Referring expression pointing data
╔══

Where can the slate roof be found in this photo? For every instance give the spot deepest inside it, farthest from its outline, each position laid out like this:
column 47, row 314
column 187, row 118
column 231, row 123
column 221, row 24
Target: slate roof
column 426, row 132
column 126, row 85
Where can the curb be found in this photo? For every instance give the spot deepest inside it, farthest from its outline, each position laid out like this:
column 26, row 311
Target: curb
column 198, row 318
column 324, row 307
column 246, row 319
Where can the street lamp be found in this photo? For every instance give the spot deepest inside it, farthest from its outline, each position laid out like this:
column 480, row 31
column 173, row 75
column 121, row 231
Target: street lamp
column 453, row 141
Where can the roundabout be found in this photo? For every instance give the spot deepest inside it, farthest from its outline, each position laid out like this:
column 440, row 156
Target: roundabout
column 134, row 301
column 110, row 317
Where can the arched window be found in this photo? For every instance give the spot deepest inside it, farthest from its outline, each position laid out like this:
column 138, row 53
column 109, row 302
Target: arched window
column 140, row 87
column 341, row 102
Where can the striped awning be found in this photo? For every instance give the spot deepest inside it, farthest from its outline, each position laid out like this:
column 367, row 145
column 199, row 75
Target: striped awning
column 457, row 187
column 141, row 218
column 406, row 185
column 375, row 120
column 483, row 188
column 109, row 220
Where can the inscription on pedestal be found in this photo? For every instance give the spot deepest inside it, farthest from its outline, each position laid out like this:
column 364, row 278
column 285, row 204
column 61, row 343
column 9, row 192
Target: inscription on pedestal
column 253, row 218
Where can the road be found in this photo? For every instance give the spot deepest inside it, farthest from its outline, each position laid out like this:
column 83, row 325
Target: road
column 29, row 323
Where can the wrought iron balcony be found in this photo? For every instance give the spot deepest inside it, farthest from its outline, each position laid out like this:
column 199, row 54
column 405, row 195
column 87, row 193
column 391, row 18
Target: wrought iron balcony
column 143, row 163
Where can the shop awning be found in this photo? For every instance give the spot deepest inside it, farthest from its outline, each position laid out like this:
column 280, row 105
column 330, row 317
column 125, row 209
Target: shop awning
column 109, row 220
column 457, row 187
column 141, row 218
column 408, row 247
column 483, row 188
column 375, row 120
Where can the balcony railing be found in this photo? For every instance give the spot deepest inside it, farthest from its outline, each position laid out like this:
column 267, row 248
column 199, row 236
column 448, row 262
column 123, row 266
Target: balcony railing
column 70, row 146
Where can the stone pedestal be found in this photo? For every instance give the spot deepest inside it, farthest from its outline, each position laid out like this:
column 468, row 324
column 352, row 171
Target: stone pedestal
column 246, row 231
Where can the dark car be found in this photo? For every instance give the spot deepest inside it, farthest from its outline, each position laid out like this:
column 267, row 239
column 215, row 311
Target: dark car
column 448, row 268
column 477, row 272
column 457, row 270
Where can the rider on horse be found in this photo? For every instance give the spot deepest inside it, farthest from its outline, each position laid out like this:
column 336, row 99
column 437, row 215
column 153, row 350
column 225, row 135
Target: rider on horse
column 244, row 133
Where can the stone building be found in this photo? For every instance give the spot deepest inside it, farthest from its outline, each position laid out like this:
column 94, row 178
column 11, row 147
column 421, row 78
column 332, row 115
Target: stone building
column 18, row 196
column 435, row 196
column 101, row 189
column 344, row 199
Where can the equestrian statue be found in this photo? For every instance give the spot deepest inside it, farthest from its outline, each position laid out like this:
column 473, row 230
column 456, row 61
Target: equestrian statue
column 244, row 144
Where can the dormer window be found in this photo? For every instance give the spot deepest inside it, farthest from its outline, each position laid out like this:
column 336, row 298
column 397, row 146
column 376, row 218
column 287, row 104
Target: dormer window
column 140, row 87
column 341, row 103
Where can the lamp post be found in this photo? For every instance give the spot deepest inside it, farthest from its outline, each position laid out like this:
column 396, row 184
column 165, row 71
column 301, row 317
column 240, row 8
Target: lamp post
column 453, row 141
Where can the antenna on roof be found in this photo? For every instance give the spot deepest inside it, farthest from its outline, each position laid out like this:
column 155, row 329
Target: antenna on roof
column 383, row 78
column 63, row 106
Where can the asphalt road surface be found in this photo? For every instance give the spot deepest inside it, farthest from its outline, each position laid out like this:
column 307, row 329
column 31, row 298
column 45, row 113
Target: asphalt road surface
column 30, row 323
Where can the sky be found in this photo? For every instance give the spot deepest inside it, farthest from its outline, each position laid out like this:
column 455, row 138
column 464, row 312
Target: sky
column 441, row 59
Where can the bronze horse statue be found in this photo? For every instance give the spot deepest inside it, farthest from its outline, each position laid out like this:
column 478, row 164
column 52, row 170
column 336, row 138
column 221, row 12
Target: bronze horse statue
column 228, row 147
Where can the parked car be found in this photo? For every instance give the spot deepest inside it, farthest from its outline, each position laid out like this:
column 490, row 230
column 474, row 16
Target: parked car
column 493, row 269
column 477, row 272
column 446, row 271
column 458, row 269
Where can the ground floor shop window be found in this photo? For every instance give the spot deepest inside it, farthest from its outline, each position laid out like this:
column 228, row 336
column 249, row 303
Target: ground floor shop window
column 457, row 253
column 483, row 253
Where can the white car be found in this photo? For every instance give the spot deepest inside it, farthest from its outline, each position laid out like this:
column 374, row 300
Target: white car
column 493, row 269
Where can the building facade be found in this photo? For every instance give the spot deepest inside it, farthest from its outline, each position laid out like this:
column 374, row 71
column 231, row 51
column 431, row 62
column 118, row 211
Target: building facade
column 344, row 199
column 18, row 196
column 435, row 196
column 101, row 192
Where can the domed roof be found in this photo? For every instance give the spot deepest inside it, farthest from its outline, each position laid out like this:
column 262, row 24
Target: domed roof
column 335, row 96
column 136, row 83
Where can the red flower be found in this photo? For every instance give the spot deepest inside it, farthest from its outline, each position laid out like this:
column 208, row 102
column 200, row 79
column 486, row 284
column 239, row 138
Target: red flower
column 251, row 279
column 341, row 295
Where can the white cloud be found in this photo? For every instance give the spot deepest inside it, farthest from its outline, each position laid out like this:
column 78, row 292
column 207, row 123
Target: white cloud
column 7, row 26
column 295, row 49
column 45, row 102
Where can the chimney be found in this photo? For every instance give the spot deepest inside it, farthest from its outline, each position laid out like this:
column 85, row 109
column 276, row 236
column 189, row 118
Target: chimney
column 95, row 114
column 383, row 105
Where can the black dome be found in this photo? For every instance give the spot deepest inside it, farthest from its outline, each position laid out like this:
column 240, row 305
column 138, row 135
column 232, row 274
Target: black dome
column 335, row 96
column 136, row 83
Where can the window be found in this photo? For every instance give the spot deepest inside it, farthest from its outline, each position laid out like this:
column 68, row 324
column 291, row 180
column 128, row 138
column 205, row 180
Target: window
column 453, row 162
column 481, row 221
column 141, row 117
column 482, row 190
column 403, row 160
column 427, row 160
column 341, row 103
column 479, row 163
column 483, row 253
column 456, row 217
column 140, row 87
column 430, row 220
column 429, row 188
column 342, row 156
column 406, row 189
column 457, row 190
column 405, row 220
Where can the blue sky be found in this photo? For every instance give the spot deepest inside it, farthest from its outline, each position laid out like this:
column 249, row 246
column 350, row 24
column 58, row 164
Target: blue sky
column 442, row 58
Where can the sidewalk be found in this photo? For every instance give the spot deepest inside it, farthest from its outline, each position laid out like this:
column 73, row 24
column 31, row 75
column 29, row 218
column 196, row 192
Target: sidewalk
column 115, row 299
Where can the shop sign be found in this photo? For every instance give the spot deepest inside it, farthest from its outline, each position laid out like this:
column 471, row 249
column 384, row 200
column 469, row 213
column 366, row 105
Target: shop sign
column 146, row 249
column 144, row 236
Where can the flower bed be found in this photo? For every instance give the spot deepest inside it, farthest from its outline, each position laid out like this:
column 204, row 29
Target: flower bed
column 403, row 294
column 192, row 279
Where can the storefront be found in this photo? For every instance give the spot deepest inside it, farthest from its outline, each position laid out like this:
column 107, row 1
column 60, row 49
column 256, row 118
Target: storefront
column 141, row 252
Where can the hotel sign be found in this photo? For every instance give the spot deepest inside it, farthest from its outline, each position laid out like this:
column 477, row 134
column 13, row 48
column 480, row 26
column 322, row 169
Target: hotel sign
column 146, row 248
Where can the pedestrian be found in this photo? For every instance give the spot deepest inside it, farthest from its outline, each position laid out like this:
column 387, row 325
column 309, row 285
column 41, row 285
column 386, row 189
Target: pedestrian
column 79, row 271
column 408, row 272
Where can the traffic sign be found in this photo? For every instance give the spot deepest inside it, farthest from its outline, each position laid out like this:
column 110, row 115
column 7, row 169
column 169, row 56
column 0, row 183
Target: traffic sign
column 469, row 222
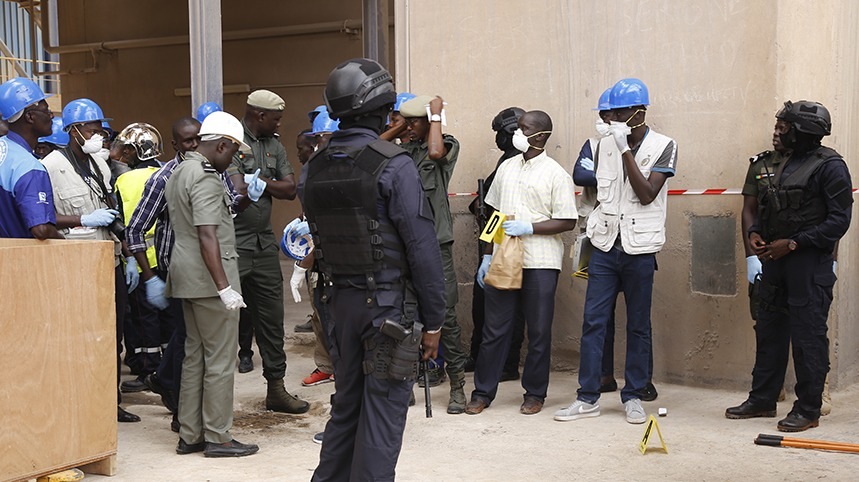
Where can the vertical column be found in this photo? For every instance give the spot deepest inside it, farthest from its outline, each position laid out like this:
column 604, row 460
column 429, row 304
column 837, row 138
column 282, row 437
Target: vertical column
column 375, row 33
column 207, row 71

╚══

Omitting all pictures, retype exactly the lines from the line containing "column 7, row 169" down to the last line above, both ends included.

Answer section:
column 7, row 169
column 169, row 56
column 0, row 183
Target: traffic sign
column 469, row 222
Where can the vertical column be found in this photo? For every instance give the spot deepest inside it, farthest from its outline, each position laid out like this:
column 604, row 460
column 429, row 304
column 837, row 138
column 282, row 437
Target: vertical column
column 375, row 33
column 207, row 71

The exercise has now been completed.